Work order | Search the data for "handrail" and copy every matching line.

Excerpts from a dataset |
==============================

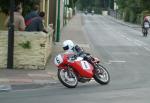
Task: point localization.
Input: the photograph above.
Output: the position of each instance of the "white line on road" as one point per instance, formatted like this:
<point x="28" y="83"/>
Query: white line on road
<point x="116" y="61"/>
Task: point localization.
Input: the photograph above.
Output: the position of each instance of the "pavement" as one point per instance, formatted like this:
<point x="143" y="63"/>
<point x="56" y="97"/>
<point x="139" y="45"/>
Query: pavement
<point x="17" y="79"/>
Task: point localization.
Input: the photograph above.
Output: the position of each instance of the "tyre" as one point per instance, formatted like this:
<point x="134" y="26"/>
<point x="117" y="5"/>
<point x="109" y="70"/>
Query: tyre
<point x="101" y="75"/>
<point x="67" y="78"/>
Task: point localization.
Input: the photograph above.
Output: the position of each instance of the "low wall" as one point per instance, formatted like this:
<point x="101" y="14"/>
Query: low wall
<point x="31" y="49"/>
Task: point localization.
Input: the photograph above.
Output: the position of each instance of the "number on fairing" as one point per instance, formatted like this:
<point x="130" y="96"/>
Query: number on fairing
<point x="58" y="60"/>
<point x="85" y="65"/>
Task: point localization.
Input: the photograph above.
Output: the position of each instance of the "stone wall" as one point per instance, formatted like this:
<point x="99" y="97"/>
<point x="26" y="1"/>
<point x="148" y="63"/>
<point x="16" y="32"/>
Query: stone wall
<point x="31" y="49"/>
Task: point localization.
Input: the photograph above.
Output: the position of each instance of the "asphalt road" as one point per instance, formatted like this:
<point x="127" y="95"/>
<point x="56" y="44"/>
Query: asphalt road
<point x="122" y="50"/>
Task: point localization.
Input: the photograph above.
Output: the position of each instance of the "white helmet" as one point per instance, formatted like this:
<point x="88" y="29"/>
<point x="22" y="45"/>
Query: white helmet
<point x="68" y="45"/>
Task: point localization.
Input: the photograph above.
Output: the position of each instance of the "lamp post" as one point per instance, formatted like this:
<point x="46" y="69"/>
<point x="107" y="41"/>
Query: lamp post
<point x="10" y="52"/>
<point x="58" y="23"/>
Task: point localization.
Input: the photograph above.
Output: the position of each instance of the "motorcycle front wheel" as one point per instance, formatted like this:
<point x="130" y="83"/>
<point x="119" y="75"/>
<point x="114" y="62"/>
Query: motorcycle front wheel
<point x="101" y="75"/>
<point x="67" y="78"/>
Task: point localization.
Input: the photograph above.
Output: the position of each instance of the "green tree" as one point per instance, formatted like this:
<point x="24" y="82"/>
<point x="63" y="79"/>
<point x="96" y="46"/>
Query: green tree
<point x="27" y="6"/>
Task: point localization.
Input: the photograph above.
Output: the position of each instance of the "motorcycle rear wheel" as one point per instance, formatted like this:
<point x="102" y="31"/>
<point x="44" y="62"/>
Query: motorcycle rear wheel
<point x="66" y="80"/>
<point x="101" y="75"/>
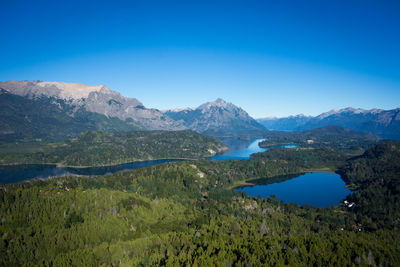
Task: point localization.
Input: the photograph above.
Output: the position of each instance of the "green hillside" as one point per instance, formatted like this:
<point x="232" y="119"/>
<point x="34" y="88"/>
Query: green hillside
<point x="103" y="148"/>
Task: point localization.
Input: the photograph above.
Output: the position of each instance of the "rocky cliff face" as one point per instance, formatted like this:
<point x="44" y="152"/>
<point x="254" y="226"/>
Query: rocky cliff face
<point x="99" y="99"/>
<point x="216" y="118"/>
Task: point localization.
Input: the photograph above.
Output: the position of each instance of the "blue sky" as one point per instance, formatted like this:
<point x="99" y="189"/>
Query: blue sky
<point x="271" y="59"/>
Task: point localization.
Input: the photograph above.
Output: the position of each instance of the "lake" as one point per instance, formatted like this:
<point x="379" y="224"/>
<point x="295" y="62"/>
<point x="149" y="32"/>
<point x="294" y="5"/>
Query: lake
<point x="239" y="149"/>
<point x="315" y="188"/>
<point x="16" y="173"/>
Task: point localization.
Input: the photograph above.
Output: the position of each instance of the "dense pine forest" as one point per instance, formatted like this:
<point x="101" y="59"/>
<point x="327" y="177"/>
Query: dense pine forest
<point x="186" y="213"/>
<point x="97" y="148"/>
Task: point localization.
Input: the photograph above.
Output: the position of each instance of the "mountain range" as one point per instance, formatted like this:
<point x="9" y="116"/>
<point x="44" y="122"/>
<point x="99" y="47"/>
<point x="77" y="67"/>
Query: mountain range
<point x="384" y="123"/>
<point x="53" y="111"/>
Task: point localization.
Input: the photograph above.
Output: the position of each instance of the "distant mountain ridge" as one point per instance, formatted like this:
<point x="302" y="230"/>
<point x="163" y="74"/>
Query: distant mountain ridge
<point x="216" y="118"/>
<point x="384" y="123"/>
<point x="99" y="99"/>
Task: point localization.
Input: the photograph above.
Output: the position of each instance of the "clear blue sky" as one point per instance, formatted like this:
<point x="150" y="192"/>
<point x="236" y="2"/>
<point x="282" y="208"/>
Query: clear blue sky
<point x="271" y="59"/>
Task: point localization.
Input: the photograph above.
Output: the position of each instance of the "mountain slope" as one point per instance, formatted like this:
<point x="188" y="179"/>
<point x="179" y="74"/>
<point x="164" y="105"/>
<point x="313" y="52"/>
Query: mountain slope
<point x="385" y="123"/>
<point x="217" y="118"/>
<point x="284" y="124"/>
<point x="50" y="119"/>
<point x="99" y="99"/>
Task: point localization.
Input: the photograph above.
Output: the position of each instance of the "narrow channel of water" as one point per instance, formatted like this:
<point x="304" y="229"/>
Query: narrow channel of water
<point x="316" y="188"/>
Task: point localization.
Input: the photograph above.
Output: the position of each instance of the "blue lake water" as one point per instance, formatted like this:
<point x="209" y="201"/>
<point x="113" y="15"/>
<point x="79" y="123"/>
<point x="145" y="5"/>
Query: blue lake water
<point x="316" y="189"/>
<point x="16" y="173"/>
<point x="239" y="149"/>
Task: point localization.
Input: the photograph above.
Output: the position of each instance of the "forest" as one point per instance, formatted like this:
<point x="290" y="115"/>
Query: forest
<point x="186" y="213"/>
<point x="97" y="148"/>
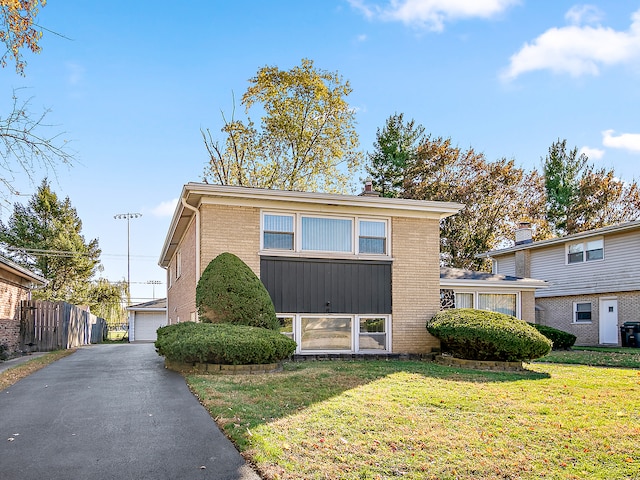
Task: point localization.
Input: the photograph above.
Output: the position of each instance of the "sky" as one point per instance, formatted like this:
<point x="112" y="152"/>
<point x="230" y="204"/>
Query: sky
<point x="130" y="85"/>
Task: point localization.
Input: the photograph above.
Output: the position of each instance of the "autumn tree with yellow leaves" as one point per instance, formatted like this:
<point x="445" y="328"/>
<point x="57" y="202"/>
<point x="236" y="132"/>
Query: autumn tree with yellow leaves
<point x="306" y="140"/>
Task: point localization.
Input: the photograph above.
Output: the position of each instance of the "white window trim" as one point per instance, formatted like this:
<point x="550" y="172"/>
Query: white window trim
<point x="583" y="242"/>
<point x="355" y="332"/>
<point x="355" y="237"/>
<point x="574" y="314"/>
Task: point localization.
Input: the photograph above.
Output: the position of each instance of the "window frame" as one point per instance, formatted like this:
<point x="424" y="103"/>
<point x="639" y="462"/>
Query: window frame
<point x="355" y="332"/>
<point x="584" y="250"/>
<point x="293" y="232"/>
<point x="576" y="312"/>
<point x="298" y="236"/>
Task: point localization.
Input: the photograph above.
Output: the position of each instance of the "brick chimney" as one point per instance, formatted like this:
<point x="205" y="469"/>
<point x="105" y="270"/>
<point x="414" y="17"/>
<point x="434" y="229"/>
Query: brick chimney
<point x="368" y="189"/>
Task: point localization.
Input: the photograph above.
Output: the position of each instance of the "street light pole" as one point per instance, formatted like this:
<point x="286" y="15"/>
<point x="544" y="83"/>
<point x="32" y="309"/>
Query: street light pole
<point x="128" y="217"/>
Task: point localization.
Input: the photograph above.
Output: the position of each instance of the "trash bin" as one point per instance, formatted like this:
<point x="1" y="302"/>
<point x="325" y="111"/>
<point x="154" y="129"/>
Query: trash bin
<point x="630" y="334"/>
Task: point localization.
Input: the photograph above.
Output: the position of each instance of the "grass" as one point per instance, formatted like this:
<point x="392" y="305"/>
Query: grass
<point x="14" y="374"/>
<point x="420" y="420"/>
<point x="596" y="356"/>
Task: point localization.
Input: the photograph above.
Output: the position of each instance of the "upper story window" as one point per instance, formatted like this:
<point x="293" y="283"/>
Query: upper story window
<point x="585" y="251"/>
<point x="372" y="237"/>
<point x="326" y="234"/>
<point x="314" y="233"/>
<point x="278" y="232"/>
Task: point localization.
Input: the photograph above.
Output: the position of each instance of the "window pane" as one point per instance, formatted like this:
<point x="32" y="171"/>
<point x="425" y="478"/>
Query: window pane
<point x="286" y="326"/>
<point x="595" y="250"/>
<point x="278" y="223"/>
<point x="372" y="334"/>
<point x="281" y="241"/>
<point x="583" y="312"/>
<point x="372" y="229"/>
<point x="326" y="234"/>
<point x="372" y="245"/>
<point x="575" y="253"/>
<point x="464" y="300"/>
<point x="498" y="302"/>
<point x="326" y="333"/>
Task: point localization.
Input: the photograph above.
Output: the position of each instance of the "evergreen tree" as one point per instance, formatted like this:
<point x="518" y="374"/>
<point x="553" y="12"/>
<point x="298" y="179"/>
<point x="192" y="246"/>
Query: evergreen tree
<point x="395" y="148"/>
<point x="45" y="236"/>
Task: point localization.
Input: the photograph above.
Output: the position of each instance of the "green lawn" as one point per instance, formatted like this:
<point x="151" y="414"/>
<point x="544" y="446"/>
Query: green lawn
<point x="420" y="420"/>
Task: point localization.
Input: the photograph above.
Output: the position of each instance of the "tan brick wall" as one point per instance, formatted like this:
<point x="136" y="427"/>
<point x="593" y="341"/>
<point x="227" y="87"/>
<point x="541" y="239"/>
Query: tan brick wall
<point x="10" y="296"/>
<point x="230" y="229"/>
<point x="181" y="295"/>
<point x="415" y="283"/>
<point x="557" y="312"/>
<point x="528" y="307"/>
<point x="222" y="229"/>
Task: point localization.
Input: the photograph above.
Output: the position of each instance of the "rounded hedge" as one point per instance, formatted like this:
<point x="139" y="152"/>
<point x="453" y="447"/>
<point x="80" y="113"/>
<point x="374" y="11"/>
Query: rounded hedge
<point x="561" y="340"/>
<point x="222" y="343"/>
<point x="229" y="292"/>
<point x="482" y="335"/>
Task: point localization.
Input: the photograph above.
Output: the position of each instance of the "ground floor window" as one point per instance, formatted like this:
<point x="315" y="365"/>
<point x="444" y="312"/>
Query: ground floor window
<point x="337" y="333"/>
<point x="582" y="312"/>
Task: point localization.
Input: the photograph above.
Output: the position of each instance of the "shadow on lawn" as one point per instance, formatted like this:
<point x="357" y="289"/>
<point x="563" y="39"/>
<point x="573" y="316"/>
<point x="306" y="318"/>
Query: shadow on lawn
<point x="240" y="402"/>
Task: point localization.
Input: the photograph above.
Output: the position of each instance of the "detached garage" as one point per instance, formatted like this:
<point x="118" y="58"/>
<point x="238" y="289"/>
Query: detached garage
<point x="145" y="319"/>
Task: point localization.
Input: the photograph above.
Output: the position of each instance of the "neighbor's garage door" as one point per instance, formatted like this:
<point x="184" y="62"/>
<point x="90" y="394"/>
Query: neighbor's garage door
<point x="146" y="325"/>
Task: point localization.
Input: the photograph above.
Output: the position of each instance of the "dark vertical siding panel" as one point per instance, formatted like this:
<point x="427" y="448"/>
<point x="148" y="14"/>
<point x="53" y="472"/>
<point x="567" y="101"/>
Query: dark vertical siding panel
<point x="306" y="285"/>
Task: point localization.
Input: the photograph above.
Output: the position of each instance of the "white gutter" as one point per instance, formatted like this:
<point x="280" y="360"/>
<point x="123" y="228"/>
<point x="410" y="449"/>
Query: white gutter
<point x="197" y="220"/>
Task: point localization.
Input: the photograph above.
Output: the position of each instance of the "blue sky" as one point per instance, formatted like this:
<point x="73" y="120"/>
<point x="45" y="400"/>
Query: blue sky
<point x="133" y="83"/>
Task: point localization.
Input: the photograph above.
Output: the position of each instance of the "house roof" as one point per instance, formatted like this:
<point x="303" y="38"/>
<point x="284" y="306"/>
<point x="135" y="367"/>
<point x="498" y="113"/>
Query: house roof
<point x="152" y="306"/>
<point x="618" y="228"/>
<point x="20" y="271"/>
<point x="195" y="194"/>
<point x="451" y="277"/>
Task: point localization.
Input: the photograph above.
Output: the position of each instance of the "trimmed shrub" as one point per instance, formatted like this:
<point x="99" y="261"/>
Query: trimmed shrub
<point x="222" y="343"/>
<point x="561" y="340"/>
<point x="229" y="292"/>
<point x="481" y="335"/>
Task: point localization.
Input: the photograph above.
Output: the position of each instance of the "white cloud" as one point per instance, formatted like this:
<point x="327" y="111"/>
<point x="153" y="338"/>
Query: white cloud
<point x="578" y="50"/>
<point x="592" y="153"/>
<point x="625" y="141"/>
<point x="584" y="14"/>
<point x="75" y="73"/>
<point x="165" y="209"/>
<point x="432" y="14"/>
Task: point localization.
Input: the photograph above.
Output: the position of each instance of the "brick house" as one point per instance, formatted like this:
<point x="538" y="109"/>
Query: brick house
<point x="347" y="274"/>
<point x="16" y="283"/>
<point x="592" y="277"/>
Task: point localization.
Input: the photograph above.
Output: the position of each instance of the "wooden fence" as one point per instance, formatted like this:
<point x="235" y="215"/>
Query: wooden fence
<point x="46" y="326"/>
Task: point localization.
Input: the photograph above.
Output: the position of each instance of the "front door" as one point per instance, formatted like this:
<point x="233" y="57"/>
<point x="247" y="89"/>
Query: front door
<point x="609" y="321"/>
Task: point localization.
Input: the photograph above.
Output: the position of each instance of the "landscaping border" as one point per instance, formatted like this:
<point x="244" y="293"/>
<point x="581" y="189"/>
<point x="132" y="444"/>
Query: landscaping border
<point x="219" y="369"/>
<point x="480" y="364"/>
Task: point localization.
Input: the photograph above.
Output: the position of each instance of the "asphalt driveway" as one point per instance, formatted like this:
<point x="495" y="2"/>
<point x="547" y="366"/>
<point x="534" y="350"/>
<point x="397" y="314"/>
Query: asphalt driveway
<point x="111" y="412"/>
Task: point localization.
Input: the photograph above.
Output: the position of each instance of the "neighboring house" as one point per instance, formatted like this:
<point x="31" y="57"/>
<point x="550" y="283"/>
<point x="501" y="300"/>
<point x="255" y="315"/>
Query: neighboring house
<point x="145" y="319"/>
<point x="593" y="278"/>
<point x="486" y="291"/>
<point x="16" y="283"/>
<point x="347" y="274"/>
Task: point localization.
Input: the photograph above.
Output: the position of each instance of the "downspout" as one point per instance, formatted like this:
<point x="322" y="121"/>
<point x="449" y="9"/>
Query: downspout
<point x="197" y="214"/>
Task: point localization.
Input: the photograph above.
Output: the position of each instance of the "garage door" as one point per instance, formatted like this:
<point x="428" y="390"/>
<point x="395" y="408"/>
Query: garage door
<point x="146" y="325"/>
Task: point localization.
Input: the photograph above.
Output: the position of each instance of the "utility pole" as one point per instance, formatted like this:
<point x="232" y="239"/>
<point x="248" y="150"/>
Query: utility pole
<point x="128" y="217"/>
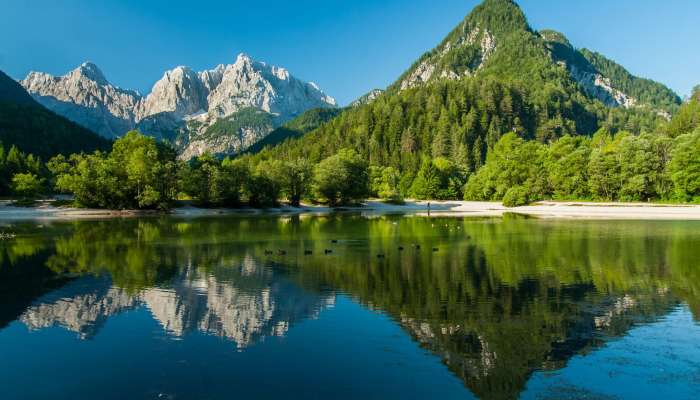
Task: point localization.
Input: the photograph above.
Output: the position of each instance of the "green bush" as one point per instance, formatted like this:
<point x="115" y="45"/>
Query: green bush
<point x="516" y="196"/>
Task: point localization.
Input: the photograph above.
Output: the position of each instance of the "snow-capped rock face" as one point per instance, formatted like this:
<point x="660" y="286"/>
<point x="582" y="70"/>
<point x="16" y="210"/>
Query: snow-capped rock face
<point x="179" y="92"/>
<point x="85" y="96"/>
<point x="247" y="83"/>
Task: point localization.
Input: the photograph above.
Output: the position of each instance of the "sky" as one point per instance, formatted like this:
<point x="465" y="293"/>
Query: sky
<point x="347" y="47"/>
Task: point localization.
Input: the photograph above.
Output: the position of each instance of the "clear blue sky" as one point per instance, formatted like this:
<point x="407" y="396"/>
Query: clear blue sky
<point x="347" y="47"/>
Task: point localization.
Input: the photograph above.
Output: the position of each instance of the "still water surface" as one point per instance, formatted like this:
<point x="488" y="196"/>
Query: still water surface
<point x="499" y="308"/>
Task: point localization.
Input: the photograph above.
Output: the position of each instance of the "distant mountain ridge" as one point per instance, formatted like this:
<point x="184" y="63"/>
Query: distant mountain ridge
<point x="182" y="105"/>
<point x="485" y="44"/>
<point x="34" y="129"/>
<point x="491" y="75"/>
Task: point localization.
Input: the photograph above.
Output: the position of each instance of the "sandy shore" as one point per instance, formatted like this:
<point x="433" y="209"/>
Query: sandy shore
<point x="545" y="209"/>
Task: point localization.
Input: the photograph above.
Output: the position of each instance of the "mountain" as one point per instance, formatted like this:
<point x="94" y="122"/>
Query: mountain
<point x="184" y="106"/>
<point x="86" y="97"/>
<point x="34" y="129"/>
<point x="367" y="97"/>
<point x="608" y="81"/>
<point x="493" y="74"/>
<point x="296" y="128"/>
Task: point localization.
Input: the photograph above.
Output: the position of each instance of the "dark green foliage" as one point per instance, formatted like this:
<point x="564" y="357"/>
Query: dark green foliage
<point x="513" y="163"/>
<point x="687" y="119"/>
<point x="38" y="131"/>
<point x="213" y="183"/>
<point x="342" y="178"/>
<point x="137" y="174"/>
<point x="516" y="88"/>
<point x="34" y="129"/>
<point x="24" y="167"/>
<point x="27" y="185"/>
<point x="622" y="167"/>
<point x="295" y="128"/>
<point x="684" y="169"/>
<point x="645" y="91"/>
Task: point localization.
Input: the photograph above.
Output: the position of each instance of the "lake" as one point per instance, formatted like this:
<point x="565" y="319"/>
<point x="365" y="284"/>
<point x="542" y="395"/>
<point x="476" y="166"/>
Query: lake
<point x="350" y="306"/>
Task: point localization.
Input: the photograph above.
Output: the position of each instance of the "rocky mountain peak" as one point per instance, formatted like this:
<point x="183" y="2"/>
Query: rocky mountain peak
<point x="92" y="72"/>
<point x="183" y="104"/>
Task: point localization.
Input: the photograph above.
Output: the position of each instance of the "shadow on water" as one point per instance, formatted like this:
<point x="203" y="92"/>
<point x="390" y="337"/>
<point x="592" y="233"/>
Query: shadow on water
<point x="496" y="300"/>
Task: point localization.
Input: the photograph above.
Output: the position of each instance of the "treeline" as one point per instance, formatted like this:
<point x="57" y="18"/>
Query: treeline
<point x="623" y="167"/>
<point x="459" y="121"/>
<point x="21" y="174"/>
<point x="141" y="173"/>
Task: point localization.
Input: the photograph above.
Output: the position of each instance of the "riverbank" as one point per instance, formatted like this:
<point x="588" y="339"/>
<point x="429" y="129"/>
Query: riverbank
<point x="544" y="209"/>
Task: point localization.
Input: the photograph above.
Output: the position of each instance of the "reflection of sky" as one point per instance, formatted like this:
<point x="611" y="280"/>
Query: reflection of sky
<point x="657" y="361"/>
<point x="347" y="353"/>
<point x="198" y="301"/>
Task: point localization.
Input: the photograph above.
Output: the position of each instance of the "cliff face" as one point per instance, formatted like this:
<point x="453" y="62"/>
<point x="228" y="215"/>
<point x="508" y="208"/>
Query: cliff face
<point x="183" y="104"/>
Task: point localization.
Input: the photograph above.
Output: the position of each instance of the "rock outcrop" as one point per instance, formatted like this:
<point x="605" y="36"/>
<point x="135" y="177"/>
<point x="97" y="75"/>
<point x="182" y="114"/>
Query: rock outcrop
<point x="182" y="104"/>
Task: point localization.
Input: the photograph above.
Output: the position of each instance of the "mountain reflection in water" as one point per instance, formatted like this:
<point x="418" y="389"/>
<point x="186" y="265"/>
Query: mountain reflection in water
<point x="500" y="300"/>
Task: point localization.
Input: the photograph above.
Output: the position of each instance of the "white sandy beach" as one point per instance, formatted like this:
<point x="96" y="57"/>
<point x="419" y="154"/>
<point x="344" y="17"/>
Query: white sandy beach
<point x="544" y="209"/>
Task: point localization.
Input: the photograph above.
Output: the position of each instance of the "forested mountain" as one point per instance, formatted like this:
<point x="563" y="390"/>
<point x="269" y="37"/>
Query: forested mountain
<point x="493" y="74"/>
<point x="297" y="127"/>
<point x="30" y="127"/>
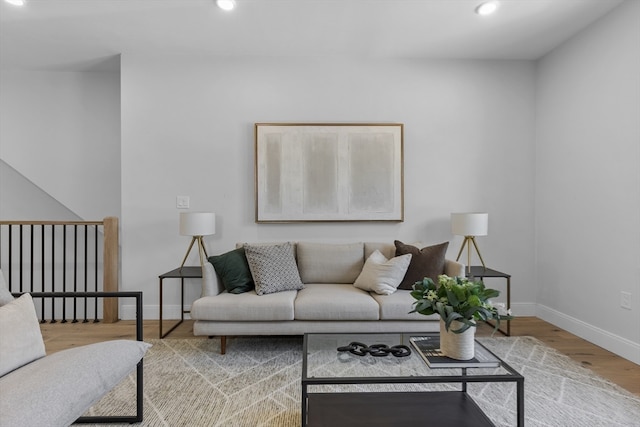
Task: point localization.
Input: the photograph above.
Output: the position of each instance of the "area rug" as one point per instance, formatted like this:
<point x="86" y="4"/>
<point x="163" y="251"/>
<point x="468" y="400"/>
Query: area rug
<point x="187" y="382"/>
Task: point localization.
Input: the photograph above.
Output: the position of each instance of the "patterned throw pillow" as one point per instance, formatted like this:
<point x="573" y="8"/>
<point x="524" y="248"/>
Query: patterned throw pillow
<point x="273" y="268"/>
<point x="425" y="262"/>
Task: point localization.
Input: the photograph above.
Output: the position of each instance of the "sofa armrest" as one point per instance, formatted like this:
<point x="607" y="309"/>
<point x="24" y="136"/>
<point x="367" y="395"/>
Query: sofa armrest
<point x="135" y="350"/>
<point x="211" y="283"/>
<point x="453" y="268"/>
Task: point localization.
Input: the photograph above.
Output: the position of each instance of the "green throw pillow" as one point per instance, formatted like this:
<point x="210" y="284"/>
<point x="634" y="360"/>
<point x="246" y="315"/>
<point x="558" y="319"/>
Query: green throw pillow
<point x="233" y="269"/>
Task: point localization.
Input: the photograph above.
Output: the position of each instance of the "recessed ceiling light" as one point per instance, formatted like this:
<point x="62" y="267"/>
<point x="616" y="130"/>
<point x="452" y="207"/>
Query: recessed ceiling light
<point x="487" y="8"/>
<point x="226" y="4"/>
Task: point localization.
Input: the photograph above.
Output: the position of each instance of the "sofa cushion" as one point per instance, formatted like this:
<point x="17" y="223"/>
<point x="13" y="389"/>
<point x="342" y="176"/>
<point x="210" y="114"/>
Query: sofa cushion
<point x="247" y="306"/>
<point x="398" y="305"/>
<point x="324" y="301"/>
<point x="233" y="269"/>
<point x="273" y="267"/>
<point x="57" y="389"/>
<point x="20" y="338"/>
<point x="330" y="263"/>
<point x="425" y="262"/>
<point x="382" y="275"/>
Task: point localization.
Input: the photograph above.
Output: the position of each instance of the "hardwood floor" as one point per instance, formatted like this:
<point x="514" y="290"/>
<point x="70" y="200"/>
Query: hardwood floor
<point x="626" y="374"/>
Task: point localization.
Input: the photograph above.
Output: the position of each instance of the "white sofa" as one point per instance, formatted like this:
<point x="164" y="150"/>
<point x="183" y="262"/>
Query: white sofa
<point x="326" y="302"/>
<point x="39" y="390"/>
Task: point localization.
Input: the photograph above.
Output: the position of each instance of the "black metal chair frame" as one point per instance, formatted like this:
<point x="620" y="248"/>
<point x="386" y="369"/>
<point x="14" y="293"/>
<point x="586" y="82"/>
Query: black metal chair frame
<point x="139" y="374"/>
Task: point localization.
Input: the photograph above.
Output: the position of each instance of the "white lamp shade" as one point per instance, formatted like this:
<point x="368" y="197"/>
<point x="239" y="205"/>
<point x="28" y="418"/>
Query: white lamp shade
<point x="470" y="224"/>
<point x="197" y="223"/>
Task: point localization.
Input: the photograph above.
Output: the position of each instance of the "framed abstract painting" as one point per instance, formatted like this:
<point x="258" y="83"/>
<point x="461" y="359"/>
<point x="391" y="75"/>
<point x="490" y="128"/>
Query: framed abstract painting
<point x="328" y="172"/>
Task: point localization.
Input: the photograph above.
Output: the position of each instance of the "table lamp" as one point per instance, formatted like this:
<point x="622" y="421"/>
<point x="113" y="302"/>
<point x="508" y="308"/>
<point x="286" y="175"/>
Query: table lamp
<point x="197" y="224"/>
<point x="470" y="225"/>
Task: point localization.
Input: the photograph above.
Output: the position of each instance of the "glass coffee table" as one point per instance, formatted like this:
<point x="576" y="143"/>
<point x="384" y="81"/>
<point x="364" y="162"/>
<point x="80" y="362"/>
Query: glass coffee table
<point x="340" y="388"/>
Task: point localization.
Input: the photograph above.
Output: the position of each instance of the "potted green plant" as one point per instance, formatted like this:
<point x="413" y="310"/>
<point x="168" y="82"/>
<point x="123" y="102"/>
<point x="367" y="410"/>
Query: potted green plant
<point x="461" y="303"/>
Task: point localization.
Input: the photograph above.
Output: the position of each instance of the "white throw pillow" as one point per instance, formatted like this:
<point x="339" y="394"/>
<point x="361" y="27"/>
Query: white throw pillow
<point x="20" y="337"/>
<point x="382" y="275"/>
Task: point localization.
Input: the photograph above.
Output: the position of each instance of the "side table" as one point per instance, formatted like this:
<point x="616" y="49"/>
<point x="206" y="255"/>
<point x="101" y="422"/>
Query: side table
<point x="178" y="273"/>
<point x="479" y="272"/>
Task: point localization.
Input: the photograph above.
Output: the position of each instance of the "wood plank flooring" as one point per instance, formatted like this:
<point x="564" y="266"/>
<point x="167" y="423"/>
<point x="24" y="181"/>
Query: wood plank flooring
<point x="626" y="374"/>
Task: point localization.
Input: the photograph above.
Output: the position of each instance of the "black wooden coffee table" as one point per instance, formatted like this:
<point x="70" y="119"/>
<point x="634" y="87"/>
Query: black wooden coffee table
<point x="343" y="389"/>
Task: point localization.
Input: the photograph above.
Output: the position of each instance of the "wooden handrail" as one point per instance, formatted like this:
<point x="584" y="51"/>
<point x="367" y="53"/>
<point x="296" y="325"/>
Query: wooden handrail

==============================

Result |
Output: the position of each instance of the "wooden handrail" as one point per instance, formatted like this:
Query: wooden handrail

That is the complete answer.